- [Short exercise 1]: Show every line of the entries that contains the string "cloud", with case counting.

- [Selected excerpt]:
He was imprisoned for life for one murder and standing trial in Suffolk Superior Court for two more slayings, yet he seemed to begin each day smiling.
Aaron Hernandez bounded into Courtroom 906 every morning with a grin, ready and willing to help his attorneys prepare for the day’s witnesses.
Linda Kenney Baden and Michelle Medina, the two lawyers he greeted first, got hugs and kisses. Hernandez would then hug Ronald Sullivan, Jose Baez, and George Leontire before sitting down to scan a legal filing, whisper about strategy, or — more often than not — share a laugh with the team.
“My man!” Sullivan said to him on one occasion when they embraced.
At all times, the former New England Patriots star looked engaged and even thrilled to be outside Souza-Baranowski Correctional Center, the maximum-security prison where he was being held.
He seemed to have a rapport with the corrections officers who drove him to and from the prison, smiling in their direction during breaks in the courtroom action.
Rarely did he look despondent. One exception came on the first afternoon of deliberations, when jurors put a question to Judge Jeffrey Locke that suggested they might be leaning toward a conviction.
Hernandez wore a sullen expression as he conferred with his lawyers and scanned the jury box, but he reverted back to his sunny demeanor 90 minutes later, when court adjourned for the day without a verdict.
At trial, Hernandez was particularly attentive on days when he felt he could provide his lawyers with valuable input.
On the morning of March 15, he arrived in court anticipating testimony from David Nelson, an artist who etched a revolver tattoo and the phrase “God Forgives” on his right arm in the spring of 2013, which prosecutors had alleged was a murder confession.
Hernandez was all business at the defense table, hopping from chair to chair and organizing paperwork. He also motioned to his chest while he spoke in hushed tones to his lawyers.
When he did struggle to compose himself, it was usually to keep from laughing. During one hearing shortly before opening statements, Hernandez guffawed as he sat next to Leontire, elbowing the lawyer and butting his head against his shoulder, as the detectives who built the double murder case against him looked on with contempt.
He had another belly laugh as the trial drew to a close, prompting one reporter in the press gallery to remark, “He’s convulsing, he’s laughing so hard.”
Hernandez’s family did not maintain a regular presence in court, but he was pleased to see them when they did attend.
One afternoon he blew a kiss to his older brother, DJ, during the sibling’s only appearance in the spectator’s gallery. The elder Hernandez returned the gesture, though his face remained expressionless, a marked contrast to Aaron Hernandez’s broad grin.
The notorious defendant looked even happier on the afternoon of April 12, when his longtime fiancee, Shayanna Jenkins-Hernandez, brought their 4-year-old daughter to court.
It was the first time since his arrest that Hernandez had seen the girl, with whom he shared a birthday, outside the walls of a prison. His eyes lit up. He waved, blew kisses, and turned to look back at her after taking his seat.
To make eye contact with the girl, Hernandez looked past two rows of family members of Daniel de Abreu and Safiro Furtado, the men he was ultimately cleared of killing in a July 2012 drive-by shooting in Boston’s South End.

- [Dataset]:
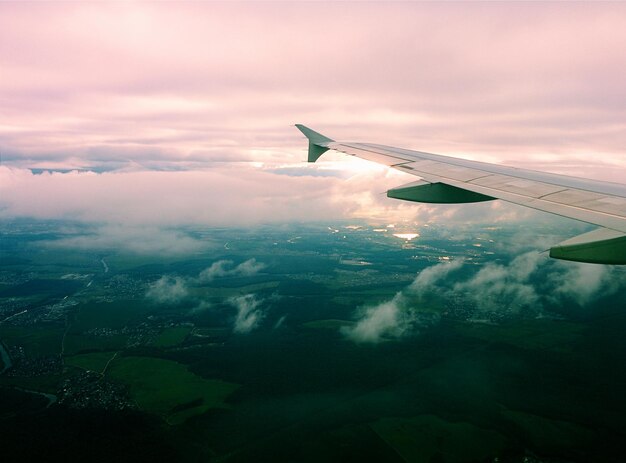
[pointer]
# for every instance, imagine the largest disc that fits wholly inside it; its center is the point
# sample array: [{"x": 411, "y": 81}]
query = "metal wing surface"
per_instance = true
[{"x": 452, "y": 180}]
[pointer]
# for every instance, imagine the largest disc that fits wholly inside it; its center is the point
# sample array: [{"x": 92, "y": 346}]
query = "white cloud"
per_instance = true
[
  {"x": 137, "y": 239},
  {"x": 529, "y": 283},
  {"x": 391, "y": 319},
  {"x": 401, "y": 315},
  {"x": 249, "y": 315},
  {"x": 226, "y": 268},
  {"x": 168, "y": 290}
]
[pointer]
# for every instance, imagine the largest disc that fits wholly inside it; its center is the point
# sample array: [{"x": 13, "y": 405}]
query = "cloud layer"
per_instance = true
[
  {"x": 528, "y": 285},
  {"x": 111, "y": 85}
]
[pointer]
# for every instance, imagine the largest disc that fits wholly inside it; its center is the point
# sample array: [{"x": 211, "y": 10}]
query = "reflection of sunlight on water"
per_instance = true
[{"x": 406, "y": 236}]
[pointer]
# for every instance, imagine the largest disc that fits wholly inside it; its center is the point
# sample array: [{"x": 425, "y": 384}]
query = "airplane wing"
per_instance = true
[{"x": 446, "y": 179}]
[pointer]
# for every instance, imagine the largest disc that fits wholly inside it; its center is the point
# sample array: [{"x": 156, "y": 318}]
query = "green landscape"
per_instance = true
[{"x": 291, "y": 352}]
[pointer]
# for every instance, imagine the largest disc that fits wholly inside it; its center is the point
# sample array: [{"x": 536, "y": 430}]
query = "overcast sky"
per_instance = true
[{"x": 183, "y": 113}]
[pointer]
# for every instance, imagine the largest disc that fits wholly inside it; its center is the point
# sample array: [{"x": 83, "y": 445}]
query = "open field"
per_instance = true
[{"x": 168, "y": 388}]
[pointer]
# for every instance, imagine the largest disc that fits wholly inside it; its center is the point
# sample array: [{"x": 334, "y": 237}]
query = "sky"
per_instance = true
[{"x": 150, "y": 115}]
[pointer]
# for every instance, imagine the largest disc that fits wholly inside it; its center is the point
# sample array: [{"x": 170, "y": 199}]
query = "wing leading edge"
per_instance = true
[{"x": 452, "y": 180}]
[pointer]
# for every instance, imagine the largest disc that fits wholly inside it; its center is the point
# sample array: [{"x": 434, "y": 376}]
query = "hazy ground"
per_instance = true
[{"x": 328, "y": 342}]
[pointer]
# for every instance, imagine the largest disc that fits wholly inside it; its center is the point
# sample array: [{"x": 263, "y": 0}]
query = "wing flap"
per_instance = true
[
  {"x": 598, "y": 246},
  {"x": 591, "y": 201}
]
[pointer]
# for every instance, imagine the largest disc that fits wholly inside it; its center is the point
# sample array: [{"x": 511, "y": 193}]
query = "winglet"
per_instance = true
[{"x": 318, "y": 143}]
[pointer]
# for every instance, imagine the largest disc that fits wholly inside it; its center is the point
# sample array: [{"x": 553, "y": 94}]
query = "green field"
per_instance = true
[
  {"x": 36, "y": 340},
  {"x": 330, "y": 324},
  {"x": 168, "y": 388},
  {"x": 91, "y": 362},
  {"x": 172, "y": 336},
  {"x": 556, "y": 335},
  {"x": 428, "y": 438},
  {"x": 548, "y": 434}
]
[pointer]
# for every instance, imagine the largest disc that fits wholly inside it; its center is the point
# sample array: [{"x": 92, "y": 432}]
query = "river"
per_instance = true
[{"x": 6, "y": 359}]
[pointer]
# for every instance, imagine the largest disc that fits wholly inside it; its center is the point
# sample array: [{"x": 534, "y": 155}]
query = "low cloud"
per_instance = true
[
  {"x": 528, "y": 285},
  {"x": 401, "y": 315},
  {"x": 136, "y": 239},
  {"x": 504, "y": 287},
  {"x": 168, "y": 290},
  {"x": 226, "y": 268},
  {"x": 249, "y": 314}
]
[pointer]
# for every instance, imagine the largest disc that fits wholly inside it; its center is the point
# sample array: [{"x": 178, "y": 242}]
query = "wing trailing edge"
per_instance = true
[{"x": 448, "y": 180}]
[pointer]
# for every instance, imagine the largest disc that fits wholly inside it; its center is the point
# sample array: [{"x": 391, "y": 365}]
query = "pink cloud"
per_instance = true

- [Short exercise 2]: Please transcribe the passage of the article on Aaron Hernandez at trial between "The notorious defendant" and "daughter to court.", inclusive.

- [Final result 1]:
query = "white cloud"
query = "cloud layer"
query = "low cloud"
query = "pink cloud"

- [Final result 2]:
The notorious defendant looked even happier on the afternoon of April 12, when his longtime fiancee, Shayanna Jenkins-Hernandez, brought their 4-year-old daughter to court.